Copy the lines of the records below word for word, beginning at the line that contains "Every instance of the sky" and stopping after the line that contains "19 41 L 160".

===== Records provided =====

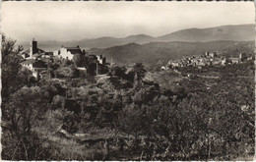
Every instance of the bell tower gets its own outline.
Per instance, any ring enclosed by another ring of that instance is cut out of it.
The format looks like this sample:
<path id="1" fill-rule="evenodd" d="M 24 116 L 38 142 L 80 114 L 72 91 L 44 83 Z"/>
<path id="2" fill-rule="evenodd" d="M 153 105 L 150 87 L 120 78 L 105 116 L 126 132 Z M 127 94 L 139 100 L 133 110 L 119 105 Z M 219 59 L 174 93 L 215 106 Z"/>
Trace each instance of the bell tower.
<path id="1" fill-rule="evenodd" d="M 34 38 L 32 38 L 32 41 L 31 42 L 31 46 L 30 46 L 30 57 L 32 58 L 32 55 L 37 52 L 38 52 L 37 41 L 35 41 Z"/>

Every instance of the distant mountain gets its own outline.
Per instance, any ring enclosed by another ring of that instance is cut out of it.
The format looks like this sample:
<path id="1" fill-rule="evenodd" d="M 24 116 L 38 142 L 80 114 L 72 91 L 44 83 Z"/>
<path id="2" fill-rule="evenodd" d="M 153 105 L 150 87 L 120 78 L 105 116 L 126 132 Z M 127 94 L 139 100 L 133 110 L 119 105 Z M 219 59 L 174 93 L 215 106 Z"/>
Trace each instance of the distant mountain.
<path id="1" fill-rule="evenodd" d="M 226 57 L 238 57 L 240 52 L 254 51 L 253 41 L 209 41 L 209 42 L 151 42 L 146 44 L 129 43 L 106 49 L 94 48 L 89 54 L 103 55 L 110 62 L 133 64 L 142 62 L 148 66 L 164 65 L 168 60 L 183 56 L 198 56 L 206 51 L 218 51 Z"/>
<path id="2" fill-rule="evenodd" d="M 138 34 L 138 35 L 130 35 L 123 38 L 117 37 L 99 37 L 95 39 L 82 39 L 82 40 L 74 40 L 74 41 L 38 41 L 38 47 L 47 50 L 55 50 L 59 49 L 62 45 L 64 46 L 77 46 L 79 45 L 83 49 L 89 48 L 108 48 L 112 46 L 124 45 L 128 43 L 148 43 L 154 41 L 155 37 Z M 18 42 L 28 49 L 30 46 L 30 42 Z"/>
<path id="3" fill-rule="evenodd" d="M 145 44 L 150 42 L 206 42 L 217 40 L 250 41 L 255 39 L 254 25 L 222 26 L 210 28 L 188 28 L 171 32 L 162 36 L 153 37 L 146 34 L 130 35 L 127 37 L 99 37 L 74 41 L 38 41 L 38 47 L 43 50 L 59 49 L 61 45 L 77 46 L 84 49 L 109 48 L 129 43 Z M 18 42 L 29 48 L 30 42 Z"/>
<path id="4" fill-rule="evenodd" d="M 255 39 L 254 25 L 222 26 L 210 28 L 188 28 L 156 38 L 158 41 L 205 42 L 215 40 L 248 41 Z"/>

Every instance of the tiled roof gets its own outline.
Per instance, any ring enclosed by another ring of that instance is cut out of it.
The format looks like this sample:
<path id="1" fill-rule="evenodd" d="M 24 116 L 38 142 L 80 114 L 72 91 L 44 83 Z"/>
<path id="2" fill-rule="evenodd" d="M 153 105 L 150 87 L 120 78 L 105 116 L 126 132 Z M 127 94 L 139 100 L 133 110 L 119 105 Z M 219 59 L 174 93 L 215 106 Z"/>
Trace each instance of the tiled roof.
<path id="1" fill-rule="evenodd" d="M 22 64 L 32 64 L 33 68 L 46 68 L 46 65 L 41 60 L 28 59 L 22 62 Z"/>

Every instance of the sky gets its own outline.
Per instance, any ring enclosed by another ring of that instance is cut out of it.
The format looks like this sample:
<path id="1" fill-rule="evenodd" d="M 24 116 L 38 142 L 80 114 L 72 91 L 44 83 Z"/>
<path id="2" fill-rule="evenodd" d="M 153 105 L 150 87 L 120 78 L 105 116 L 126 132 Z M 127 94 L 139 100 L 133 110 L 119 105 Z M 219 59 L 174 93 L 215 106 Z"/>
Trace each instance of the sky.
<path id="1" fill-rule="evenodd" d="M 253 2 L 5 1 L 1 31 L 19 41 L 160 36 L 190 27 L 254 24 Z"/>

=====
===== Records provided =====

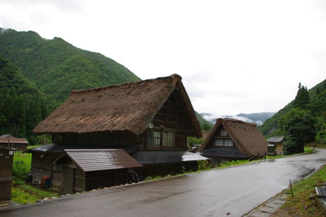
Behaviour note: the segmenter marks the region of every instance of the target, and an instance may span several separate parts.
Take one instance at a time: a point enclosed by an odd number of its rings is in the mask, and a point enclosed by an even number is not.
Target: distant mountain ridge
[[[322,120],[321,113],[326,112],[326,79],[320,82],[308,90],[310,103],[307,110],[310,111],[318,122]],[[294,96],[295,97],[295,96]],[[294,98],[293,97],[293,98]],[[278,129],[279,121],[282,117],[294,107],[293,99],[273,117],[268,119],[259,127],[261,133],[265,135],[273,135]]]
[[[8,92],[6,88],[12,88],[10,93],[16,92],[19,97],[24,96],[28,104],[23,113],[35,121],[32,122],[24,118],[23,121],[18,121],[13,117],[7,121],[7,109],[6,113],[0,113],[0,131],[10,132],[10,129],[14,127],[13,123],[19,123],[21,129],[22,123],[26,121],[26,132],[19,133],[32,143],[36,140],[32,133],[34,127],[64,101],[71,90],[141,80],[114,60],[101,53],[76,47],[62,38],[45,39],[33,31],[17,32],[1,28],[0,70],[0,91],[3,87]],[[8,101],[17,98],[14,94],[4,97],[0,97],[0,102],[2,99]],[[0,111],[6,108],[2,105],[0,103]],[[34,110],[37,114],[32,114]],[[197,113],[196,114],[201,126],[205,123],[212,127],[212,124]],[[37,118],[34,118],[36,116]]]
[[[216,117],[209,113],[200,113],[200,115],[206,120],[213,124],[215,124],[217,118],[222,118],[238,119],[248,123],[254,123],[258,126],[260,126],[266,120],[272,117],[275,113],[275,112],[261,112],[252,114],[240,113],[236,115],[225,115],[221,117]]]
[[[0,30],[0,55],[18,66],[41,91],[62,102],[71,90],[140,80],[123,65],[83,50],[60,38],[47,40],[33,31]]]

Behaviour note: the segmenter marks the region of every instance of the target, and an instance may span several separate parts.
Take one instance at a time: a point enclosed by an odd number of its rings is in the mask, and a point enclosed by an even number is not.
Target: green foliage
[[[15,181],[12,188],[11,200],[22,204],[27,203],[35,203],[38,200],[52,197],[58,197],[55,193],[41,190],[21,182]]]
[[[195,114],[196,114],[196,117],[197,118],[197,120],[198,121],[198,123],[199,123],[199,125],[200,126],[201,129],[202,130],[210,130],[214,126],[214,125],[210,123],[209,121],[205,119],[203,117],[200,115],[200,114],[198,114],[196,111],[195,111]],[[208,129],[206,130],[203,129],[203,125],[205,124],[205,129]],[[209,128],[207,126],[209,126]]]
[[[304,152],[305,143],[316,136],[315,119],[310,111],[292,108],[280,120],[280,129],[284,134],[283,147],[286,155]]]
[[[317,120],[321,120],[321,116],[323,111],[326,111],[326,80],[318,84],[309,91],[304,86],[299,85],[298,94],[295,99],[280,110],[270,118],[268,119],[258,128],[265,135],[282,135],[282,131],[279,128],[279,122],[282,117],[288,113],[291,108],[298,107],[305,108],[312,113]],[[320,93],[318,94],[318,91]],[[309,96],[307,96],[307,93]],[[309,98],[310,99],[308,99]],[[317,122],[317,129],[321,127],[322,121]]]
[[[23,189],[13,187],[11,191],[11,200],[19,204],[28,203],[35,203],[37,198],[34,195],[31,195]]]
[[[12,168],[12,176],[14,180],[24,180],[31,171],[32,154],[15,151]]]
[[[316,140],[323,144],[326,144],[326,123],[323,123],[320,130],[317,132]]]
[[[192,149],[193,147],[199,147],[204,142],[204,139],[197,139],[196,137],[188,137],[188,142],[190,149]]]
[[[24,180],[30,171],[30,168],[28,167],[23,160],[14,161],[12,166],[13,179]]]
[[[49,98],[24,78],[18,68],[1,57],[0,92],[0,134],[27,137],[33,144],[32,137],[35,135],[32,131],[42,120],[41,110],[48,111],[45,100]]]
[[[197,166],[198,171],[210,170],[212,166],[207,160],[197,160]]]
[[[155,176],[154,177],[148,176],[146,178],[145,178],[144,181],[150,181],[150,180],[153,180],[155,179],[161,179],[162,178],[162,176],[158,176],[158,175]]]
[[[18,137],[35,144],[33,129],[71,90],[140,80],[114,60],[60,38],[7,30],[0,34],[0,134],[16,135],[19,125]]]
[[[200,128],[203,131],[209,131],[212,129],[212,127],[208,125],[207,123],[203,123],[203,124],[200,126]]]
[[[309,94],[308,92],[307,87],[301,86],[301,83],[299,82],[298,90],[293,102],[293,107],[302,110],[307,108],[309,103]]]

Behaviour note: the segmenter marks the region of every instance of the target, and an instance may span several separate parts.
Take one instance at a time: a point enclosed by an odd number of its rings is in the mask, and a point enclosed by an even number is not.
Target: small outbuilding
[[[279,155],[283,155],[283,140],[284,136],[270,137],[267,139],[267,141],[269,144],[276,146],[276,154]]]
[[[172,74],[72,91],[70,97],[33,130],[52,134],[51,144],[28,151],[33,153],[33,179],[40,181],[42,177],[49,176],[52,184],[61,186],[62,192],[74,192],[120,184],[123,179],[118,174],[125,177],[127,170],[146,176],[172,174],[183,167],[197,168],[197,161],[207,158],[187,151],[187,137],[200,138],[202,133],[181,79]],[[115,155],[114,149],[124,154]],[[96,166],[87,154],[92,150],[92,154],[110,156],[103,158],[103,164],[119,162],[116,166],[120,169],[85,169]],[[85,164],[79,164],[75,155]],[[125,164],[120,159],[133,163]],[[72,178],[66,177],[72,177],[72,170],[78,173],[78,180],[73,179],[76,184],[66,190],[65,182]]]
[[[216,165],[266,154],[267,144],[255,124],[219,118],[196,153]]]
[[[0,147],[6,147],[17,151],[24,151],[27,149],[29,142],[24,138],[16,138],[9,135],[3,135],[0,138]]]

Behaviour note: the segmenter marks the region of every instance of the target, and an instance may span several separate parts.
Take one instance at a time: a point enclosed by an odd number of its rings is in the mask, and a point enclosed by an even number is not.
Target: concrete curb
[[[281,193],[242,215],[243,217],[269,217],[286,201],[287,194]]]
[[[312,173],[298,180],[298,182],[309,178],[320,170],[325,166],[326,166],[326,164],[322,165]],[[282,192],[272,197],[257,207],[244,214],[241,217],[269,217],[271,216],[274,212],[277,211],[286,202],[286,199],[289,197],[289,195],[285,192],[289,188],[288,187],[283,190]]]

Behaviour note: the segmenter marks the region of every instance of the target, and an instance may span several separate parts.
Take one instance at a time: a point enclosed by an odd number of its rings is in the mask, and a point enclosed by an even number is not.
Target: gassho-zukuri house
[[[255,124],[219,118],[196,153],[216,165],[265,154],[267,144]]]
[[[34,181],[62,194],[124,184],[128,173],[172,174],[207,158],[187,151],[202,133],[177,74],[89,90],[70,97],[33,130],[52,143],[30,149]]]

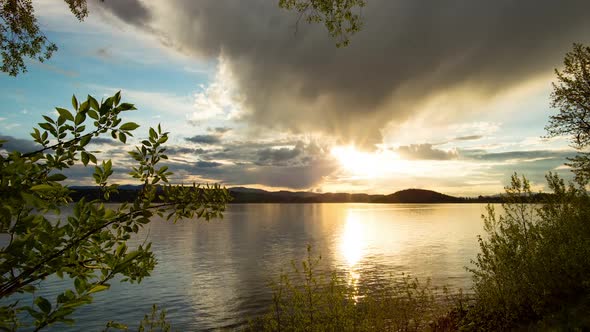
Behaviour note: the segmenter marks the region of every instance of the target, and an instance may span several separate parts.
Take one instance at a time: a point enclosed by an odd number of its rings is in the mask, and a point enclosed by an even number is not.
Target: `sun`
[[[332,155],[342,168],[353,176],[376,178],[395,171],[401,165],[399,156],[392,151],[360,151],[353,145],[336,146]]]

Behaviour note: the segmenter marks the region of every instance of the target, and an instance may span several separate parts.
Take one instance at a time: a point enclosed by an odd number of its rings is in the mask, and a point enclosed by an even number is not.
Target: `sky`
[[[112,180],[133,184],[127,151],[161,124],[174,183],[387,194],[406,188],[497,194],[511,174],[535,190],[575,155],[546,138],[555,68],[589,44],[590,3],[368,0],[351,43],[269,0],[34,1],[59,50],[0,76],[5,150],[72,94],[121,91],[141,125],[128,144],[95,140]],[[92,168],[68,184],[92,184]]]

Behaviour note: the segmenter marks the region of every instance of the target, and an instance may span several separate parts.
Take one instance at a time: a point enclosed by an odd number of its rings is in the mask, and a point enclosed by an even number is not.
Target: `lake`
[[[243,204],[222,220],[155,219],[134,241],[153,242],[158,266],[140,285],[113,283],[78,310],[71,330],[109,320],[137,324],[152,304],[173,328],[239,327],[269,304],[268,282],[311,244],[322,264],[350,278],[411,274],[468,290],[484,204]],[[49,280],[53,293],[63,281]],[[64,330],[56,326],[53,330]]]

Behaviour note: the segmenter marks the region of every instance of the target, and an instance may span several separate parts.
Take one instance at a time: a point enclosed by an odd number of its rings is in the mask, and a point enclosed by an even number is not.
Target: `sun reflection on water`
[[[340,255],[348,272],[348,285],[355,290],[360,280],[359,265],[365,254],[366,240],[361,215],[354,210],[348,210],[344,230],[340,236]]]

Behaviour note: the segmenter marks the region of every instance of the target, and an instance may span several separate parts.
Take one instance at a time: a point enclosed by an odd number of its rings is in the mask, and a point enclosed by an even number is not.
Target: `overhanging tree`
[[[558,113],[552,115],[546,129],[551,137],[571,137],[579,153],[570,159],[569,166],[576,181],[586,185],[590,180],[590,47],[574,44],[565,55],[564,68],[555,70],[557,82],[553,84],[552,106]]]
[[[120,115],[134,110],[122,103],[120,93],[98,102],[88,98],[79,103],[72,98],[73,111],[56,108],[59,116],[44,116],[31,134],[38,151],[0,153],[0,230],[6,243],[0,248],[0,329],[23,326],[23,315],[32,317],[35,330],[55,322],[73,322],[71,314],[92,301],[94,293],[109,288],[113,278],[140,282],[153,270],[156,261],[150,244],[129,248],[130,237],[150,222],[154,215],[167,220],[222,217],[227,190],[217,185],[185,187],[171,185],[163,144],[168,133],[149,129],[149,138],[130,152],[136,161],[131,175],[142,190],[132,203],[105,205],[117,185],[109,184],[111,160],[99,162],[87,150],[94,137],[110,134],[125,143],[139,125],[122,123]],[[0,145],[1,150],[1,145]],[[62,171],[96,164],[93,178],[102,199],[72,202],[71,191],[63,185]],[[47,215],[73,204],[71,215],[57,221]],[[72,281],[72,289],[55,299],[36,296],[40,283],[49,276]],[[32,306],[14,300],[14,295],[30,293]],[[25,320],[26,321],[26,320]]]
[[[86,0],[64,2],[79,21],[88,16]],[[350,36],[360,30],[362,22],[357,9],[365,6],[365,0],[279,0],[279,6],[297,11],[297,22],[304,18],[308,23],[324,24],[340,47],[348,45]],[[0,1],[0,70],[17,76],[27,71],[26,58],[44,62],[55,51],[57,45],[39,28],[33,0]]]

=====

## [Task output]
Every instance of the sky gets its own outline.
Per instance, any ring enclosed by another ring of that instance is cut out of it.
The format looks like this sample:
<path id="1" fill-rule="evenodd" d="M 24 116 L 38 142 L 80 114 L 72 91 L 44 83 Z"/>
<path id="2" fill-rule="evenodd" d="M 153 105 L 150 87 L 120 78 L 105 116 L 126 132 Z M 127 94 L 139 100 L 133 110 L 119 105 Z M 219 59 L 174 93 L 215 106 Z"/>
Trace each instance of the sky.
<path id="1" fill-rule="evenodd" d="M 253 2 L 5 1 L 1 31 L 19 41 L 160 36 L 190 27 L 254 24 Z"/>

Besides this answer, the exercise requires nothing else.